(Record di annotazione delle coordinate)
————————
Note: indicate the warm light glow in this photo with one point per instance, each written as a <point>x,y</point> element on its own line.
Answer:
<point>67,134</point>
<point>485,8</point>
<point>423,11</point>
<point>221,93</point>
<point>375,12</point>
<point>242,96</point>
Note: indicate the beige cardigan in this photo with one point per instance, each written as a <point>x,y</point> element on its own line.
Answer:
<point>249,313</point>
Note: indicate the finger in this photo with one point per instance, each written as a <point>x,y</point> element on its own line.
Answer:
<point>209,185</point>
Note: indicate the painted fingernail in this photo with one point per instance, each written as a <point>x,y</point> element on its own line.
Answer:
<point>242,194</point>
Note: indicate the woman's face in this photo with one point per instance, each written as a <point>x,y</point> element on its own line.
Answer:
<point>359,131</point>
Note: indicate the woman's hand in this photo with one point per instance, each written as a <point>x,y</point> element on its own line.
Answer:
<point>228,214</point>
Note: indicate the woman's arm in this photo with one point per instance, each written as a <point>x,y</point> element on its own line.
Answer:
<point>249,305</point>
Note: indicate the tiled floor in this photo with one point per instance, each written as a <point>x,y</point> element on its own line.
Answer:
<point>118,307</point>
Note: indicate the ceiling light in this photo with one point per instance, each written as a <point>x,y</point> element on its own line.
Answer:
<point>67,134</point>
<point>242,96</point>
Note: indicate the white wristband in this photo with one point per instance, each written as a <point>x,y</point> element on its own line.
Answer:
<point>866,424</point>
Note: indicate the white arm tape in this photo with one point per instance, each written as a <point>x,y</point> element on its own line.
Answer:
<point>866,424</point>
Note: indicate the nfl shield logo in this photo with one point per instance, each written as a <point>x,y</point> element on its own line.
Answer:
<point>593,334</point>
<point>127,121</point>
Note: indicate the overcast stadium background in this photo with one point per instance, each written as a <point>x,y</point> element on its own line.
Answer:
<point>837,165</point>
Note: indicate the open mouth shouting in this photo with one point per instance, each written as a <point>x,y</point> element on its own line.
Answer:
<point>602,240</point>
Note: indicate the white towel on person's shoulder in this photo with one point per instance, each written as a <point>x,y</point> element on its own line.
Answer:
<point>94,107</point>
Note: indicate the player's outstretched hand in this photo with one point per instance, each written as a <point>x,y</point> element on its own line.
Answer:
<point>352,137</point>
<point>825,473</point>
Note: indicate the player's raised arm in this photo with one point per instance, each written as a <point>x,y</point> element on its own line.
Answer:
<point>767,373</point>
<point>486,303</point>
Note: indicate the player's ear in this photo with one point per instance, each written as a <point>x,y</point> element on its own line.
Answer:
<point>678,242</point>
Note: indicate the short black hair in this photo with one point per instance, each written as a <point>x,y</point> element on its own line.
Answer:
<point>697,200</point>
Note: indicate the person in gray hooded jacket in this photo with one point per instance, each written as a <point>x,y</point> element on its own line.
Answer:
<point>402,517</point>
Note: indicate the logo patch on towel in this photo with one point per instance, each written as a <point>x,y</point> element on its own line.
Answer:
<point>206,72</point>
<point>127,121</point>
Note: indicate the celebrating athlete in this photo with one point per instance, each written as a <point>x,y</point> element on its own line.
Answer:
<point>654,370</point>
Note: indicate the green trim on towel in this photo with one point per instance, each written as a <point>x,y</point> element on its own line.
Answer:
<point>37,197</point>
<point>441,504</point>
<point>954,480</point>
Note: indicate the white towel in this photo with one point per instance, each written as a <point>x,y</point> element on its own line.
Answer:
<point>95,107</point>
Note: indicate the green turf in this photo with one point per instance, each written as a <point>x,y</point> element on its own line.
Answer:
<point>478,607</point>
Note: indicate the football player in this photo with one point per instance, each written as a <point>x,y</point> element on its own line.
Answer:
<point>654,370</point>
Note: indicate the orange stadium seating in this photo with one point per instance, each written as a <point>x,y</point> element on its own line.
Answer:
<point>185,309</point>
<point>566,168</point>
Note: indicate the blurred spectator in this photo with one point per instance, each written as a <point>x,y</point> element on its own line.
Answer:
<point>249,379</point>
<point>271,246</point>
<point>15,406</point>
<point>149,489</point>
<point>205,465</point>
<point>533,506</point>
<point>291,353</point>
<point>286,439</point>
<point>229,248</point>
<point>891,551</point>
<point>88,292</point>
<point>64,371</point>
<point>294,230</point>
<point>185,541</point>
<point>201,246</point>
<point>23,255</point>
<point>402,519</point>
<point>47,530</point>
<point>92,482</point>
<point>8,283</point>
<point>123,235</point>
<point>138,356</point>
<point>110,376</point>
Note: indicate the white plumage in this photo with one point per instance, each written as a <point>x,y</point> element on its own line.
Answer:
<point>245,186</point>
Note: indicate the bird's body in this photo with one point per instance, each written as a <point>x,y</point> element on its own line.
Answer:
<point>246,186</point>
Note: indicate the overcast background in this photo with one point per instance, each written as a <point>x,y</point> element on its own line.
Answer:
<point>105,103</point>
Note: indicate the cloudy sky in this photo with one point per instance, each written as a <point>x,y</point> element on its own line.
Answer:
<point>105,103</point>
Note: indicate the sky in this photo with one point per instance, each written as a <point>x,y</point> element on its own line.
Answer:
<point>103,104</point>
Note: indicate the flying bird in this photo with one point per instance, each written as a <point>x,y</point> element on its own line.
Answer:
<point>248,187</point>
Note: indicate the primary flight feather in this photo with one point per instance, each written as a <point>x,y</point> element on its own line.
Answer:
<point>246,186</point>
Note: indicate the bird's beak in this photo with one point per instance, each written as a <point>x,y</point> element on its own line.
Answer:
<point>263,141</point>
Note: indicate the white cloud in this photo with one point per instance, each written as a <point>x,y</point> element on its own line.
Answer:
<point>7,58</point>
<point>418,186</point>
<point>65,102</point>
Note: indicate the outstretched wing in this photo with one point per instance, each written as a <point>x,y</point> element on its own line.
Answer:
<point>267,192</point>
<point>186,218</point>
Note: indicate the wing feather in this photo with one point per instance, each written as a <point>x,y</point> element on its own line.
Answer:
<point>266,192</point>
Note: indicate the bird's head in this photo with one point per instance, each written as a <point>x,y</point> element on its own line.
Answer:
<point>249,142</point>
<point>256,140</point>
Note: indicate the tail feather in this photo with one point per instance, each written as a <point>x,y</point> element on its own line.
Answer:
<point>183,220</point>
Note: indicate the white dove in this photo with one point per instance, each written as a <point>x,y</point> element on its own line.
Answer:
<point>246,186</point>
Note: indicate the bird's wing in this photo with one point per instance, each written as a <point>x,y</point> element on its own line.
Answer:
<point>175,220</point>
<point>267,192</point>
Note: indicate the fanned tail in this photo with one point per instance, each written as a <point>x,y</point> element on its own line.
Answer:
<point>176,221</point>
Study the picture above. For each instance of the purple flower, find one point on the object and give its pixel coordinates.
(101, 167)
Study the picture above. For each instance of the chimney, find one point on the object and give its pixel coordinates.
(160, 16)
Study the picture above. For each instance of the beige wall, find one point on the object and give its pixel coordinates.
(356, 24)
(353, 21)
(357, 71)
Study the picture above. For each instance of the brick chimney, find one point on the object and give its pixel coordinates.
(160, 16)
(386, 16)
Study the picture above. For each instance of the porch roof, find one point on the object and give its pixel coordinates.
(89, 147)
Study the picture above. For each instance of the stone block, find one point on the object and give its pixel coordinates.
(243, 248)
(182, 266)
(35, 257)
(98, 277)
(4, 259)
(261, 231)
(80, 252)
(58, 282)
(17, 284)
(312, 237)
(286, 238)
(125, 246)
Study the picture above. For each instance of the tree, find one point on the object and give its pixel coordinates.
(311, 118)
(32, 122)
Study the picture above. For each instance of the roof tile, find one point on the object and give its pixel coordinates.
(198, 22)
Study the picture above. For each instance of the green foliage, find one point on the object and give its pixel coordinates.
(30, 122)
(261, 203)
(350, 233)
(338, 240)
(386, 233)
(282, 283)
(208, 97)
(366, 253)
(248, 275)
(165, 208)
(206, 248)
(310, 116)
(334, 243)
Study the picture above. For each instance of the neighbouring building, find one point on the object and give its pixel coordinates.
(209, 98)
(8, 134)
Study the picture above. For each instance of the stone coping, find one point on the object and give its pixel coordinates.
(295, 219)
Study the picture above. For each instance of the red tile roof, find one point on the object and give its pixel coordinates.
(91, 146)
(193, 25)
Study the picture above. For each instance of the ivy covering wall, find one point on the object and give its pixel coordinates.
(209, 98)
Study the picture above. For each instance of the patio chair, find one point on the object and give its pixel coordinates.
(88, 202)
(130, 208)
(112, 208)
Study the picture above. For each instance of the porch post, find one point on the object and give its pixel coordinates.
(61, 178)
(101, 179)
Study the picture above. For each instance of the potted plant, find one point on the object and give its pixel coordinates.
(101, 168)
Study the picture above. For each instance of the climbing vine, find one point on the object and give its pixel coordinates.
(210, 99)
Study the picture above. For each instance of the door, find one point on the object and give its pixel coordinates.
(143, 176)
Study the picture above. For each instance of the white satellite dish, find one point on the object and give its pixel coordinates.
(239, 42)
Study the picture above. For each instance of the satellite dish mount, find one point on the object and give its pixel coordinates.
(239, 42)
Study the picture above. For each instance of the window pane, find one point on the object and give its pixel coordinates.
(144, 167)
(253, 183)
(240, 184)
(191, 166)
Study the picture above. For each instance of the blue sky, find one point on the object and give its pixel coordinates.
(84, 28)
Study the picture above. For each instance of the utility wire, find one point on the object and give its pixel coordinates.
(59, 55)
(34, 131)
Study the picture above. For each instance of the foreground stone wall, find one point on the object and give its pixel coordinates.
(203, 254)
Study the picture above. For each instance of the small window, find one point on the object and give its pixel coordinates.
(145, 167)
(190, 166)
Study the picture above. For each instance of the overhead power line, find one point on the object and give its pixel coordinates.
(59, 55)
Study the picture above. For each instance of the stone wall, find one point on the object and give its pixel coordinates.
————————
Converti in un CSV a due colonne, intitolate testo e risposta, i record compresi tra la riga che contiene "Note: indicate the orange" e quella che contiene "<point>566,168</point>", entrambe incluse. Fai una riga per record, con ciascun campo tra virgolette e gli a capo sostituiti da spazi.

testo,risposta
"Note: indicate the orange stadium seating in this photo with one point per instance, each written as a <point>x,y</point> element on its own line. Answer:","<point>185,309</point> <point>566,168</point>"